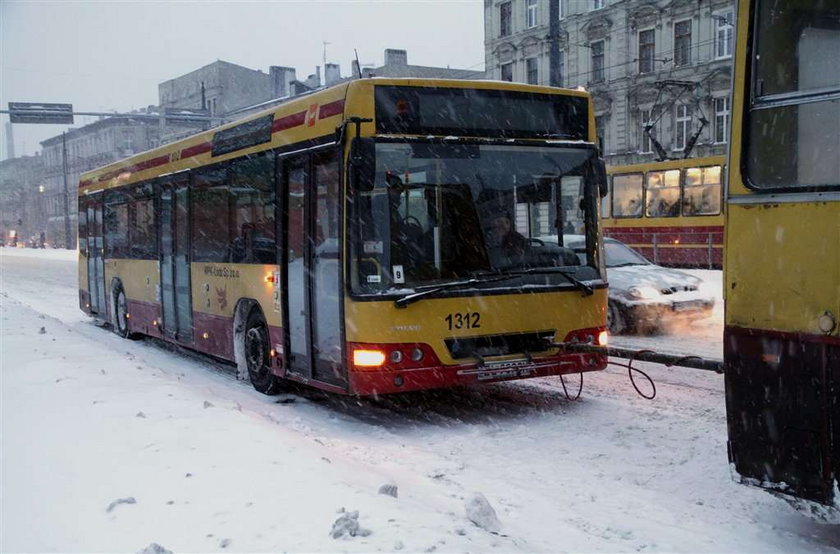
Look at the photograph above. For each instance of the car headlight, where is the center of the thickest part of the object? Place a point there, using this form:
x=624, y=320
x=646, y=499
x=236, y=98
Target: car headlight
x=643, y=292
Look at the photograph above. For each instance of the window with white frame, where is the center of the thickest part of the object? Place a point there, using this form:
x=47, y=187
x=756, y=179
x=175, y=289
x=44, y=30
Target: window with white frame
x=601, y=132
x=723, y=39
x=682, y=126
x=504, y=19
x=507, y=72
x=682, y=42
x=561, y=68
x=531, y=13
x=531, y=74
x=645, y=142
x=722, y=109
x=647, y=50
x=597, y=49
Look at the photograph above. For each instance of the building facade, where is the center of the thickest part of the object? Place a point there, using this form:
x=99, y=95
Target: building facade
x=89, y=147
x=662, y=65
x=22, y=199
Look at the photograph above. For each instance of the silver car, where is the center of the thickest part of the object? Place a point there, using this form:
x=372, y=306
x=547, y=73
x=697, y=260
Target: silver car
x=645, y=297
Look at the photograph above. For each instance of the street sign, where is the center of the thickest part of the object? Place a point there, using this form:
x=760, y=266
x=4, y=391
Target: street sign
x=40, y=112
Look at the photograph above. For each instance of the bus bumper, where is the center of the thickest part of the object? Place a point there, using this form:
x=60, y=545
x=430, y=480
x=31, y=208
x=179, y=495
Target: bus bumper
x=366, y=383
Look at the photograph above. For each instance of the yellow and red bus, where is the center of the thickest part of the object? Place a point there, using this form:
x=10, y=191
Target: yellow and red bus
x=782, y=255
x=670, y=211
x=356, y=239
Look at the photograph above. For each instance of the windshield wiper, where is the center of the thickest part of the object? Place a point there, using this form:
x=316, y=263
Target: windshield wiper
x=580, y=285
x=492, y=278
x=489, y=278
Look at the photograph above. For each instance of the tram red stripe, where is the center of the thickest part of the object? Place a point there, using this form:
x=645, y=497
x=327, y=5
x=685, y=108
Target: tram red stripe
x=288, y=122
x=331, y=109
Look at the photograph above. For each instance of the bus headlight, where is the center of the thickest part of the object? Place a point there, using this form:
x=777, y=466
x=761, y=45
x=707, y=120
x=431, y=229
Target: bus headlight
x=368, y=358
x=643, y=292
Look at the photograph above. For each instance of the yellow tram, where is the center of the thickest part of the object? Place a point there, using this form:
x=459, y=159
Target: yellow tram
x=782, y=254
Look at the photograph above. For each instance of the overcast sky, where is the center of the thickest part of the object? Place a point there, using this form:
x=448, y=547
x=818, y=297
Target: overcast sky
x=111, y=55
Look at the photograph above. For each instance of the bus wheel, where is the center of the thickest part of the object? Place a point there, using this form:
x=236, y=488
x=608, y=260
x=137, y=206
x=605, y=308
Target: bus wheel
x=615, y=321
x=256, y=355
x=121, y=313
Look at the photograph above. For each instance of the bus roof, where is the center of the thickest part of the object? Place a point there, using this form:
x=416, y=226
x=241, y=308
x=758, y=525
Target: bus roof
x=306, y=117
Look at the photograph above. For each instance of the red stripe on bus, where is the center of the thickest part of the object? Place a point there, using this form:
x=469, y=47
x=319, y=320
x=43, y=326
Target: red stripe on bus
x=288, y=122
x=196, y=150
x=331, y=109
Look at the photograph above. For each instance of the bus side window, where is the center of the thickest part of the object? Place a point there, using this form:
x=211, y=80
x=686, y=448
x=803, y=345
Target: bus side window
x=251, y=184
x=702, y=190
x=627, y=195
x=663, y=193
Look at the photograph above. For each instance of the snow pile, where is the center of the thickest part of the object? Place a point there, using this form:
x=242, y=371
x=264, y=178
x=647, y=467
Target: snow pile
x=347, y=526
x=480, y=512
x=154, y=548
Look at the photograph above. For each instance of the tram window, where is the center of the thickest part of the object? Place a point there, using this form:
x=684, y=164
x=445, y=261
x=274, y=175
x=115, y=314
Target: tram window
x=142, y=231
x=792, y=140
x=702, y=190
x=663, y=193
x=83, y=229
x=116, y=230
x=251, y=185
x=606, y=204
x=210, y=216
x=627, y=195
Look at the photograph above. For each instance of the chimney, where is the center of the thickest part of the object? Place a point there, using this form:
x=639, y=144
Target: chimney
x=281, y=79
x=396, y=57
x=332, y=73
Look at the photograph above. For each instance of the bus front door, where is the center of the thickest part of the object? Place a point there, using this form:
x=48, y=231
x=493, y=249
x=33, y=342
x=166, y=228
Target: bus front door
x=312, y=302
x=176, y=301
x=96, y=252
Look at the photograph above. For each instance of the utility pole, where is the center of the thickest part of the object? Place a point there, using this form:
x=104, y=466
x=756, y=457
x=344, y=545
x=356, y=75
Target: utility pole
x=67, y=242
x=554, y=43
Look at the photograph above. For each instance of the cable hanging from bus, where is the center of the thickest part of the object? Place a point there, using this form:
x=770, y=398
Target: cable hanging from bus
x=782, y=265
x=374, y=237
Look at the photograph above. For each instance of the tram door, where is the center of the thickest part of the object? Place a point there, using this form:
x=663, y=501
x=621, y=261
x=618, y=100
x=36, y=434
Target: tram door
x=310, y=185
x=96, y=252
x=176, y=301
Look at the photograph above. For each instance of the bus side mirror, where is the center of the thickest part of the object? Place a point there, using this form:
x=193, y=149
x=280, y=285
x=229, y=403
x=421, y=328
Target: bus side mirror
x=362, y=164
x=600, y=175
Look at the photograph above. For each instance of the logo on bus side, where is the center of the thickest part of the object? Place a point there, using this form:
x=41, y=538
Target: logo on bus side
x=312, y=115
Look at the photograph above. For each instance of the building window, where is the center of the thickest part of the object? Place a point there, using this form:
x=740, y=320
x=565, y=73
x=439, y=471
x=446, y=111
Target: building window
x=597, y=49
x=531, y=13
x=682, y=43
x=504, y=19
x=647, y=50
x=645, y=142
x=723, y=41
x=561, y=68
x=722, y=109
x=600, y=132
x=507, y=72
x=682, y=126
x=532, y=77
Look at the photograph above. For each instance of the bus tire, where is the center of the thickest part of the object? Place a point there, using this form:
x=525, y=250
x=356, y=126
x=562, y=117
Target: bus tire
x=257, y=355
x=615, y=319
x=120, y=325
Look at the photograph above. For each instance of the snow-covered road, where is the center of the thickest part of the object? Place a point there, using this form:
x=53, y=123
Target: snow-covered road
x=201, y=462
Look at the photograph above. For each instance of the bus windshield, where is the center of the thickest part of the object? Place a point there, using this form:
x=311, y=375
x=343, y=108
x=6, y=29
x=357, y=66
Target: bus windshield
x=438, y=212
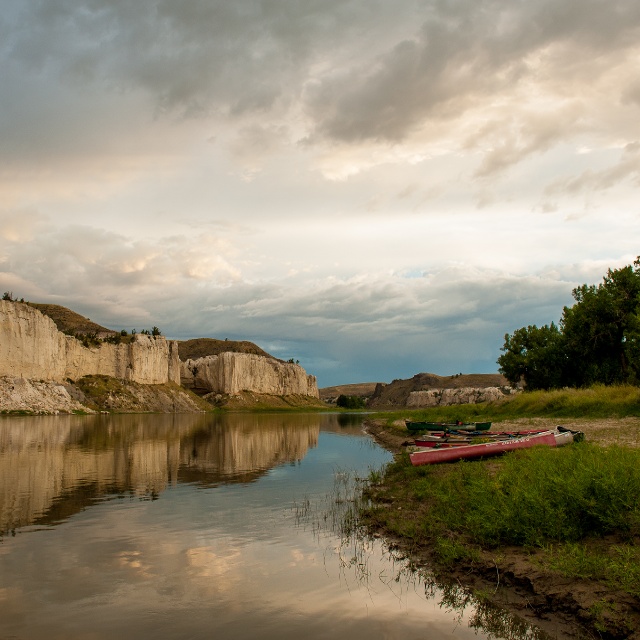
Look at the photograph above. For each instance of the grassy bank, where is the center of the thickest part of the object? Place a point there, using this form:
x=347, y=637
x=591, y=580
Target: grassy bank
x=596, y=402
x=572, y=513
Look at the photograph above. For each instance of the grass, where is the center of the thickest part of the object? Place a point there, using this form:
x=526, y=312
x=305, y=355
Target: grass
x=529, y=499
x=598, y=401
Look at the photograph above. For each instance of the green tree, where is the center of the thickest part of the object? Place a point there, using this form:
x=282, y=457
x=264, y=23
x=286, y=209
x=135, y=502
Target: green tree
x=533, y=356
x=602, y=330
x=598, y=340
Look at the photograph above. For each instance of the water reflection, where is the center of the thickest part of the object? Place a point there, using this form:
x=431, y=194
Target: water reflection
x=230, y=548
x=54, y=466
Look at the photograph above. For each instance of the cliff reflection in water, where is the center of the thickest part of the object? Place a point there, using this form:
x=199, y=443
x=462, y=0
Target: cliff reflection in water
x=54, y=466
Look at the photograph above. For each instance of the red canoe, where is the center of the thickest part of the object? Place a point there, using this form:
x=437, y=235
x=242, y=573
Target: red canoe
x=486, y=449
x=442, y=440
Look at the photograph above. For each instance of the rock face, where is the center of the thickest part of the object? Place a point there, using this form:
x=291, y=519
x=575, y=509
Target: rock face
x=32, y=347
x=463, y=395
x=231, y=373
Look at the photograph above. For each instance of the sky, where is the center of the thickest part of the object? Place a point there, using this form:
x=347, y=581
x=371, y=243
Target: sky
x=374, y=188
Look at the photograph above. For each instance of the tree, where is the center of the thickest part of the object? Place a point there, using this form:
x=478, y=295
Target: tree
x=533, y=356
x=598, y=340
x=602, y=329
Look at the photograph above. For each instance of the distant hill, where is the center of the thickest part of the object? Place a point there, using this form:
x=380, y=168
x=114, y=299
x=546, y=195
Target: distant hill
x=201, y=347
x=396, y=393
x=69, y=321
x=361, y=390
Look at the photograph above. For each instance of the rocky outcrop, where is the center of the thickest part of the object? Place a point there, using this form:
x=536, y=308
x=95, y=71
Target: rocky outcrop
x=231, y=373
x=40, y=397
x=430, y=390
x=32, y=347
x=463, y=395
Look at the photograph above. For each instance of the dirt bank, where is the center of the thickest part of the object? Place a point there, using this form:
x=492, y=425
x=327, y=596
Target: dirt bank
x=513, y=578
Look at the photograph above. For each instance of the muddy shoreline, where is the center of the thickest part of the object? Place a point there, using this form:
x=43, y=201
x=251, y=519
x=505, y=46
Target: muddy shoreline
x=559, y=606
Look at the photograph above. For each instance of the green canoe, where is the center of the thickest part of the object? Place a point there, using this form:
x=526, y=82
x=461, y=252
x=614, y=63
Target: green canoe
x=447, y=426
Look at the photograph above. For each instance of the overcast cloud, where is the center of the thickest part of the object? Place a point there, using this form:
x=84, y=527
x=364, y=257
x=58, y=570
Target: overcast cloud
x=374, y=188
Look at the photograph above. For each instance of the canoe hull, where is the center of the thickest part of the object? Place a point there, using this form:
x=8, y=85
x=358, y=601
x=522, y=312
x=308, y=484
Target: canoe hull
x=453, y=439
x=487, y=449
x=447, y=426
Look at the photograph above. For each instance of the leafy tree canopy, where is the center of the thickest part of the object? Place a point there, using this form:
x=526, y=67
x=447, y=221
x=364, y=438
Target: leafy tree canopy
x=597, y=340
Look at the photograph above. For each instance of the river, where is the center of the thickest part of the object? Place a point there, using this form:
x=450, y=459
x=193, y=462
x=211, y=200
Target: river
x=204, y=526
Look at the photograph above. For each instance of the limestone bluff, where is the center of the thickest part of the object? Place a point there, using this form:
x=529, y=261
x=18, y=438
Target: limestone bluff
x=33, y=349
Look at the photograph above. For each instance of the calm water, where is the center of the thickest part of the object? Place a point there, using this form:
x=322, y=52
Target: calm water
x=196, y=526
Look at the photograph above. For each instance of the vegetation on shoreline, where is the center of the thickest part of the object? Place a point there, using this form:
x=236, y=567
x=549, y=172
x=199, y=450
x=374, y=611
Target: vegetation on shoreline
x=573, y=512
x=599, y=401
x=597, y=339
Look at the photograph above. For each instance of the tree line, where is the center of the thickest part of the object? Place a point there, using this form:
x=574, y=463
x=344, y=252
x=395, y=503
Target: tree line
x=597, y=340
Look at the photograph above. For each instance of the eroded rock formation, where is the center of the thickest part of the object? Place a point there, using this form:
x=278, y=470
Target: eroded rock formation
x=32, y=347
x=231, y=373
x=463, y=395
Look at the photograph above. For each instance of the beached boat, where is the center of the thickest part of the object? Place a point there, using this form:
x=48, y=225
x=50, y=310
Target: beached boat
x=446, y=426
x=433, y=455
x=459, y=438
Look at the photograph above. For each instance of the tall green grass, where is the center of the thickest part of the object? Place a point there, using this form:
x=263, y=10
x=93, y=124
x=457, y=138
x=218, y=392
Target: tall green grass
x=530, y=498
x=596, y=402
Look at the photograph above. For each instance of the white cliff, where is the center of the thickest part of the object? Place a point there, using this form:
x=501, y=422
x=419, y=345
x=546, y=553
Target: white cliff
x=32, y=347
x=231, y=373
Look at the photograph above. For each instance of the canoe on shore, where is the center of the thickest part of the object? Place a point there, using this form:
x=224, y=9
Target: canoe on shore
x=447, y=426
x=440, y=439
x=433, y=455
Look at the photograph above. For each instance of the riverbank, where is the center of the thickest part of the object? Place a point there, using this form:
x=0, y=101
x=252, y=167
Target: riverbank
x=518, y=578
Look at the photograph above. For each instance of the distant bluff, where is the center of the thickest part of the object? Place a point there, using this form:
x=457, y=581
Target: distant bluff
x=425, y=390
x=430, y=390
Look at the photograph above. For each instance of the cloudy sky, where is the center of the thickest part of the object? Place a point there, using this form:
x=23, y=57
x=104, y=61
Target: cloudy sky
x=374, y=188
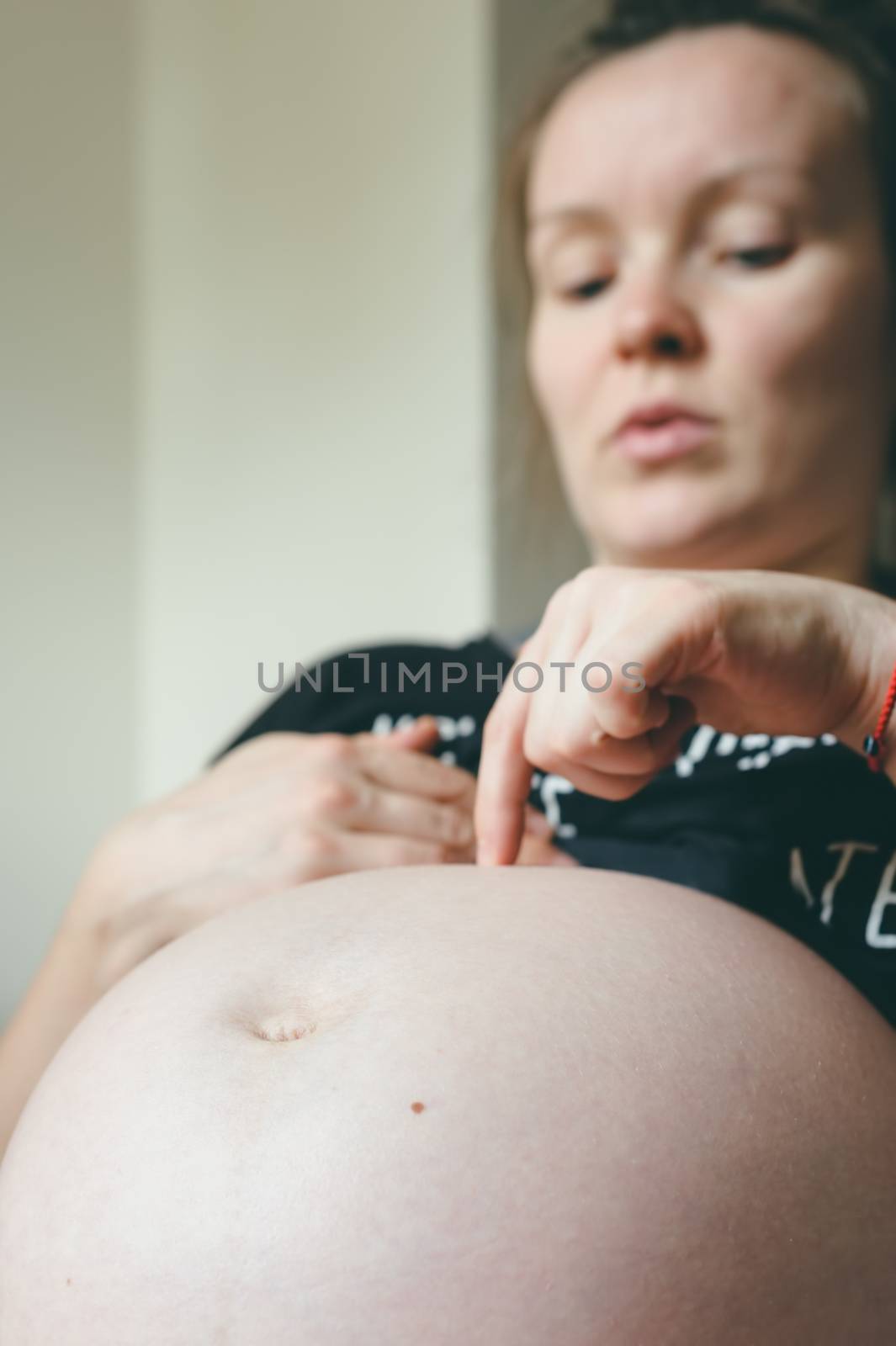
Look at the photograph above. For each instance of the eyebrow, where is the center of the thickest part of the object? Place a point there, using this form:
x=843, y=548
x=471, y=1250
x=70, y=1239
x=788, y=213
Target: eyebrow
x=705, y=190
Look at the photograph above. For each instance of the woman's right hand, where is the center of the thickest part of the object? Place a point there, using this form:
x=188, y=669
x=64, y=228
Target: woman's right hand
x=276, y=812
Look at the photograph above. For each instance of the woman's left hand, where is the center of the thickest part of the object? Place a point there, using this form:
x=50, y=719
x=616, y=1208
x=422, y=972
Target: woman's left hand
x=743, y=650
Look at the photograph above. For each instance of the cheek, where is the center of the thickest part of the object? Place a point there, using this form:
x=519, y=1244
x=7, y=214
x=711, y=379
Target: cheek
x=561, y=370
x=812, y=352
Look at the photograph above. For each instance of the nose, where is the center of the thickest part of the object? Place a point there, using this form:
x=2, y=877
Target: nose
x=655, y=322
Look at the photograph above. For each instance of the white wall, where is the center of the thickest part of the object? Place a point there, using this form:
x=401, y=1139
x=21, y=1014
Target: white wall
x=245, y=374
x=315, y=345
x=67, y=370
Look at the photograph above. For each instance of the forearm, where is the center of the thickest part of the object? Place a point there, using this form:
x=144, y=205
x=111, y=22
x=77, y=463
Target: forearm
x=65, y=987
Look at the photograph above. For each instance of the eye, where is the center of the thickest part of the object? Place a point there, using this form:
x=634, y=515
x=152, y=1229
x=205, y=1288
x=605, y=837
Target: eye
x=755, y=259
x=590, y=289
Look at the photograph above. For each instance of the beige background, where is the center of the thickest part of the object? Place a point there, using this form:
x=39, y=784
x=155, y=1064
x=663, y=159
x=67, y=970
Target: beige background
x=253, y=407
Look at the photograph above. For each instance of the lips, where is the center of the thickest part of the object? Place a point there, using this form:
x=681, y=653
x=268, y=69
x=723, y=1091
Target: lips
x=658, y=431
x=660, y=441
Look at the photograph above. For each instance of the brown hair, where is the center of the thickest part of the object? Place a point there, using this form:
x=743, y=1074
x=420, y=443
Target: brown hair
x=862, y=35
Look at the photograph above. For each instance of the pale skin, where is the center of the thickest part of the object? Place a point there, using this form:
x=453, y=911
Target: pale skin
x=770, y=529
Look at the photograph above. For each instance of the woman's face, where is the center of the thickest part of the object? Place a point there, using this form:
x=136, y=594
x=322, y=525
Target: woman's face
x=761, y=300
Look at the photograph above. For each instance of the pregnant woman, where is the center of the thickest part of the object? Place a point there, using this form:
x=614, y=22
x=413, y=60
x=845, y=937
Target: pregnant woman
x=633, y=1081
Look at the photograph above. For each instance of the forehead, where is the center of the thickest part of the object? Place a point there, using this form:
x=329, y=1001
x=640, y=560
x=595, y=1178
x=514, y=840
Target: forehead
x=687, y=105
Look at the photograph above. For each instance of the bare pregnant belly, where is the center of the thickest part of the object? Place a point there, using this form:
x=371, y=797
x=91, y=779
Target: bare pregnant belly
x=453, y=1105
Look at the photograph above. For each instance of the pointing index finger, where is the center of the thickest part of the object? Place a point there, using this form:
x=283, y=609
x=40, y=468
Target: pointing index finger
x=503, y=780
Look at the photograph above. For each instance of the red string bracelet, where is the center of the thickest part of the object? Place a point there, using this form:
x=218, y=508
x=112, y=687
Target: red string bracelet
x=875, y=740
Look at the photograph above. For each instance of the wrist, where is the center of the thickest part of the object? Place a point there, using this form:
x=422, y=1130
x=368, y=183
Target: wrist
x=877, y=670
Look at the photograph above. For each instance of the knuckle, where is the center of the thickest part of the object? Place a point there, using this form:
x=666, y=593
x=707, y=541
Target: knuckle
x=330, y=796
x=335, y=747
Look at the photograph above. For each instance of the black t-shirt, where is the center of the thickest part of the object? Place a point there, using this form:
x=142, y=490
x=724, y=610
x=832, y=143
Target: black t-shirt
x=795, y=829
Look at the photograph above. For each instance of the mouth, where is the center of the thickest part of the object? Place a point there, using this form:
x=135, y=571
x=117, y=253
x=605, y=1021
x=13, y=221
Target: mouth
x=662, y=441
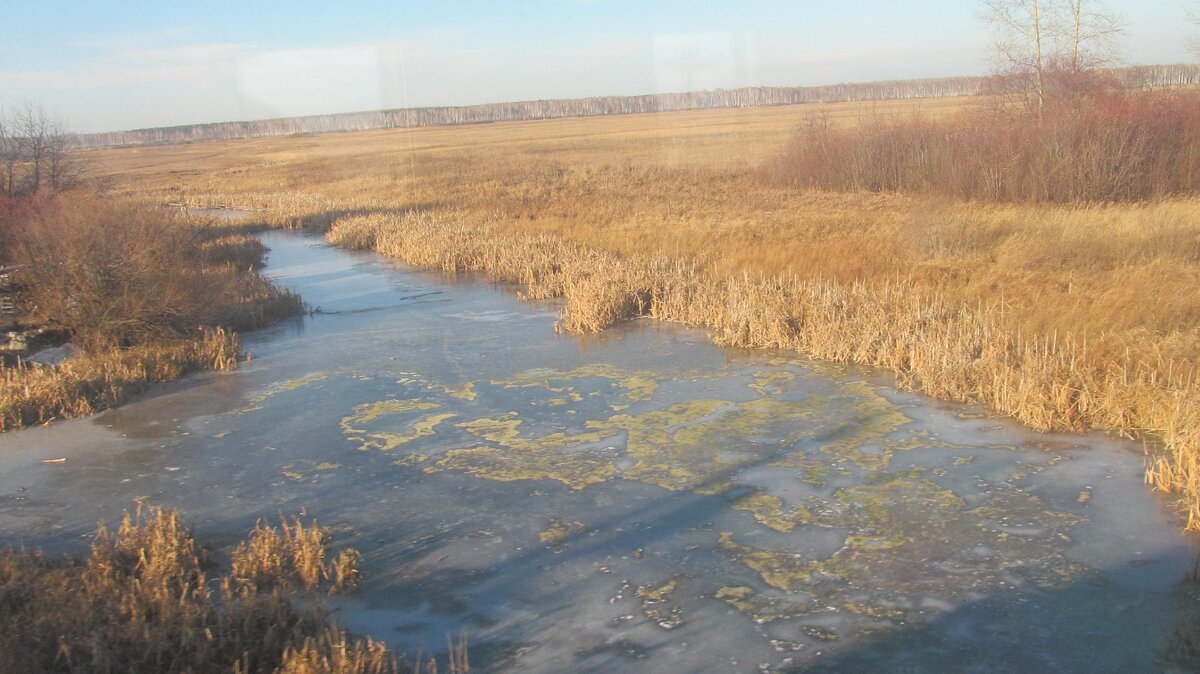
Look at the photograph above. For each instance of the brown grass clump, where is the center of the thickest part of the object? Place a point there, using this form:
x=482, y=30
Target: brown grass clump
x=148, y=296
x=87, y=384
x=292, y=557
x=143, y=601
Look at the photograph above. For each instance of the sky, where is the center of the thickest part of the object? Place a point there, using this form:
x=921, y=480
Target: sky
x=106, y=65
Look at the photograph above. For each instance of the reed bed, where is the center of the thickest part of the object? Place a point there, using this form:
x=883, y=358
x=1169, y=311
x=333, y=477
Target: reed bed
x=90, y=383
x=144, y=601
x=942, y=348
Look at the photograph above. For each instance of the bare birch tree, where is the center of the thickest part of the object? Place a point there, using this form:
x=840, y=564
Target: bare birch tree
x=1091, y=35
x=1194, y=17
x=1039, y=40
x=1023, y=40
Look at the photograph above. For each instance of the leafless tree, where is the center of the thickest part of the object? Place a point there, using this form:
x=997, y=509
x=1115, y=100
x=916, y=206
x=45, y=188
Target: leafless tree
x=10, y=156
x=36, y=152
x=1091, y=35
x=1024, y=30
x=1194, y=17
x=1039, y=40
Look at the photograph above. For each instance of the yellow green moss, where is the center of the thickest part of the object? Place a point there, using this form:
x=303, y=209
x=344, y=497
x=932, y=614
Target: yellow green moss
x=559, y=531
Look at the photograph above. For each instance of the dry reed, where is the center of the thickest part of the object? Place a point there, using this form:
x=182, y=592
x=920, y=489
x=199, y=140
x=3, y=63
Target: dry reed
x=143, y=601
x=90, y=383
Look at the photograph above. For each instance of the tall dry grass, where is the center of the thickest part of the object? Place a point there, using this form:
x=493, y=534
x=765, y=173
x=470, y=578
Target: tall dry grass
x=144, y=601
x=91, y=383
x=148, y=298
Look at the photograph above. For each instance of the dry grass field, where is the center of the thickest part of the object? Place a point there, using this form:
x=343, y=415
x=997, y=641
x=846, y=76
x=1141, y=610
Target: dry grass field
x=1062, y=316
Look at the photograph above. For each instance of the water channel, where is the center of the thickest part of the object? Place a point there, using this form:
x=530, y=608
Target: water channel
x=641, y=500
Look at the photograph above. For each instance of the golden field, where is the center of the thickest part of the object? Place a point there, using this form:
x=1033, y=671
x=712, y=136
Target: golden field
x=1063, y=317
======
» **TASK BRIEF**
Rewrite the items from the line with "the nose, where" to the line with "x=590, y=289", swapping every "thickest part" for "widest part" and leaving everything else unchanged.

» **TASK OUTPUT**
Look at the photograph above. For each instance of the nose, where is the center of the widest part of the object? Place a point there, using this form:
x=2, y=877
Target: nose
x=655, y=322
Look at the photograph above. For each instance of the white wall, where is the center of the widest part of the object? Place a point there, using this form:
x=401, y=1139
x=21, y=1014
Target: white wall
x=245, y=374
x=315, y=345
x=67, y=370
Look at the photograph above. For each instance of the forearm, where is the center of the widest part of the object? Place a point there, using this form:
x=144, y=205
x=111, y=22
x=77, y=463
Target: forearm
x=65, y=987
Look at the photograph above. For each instance of the eye, where is the center of the widest part of the object? Place a point there, using this form:
x=634, y=515
x=152, y=1229
x=205, y=1288
x=605, y=837
Target: eye
x=755, y=259
x=590, y=289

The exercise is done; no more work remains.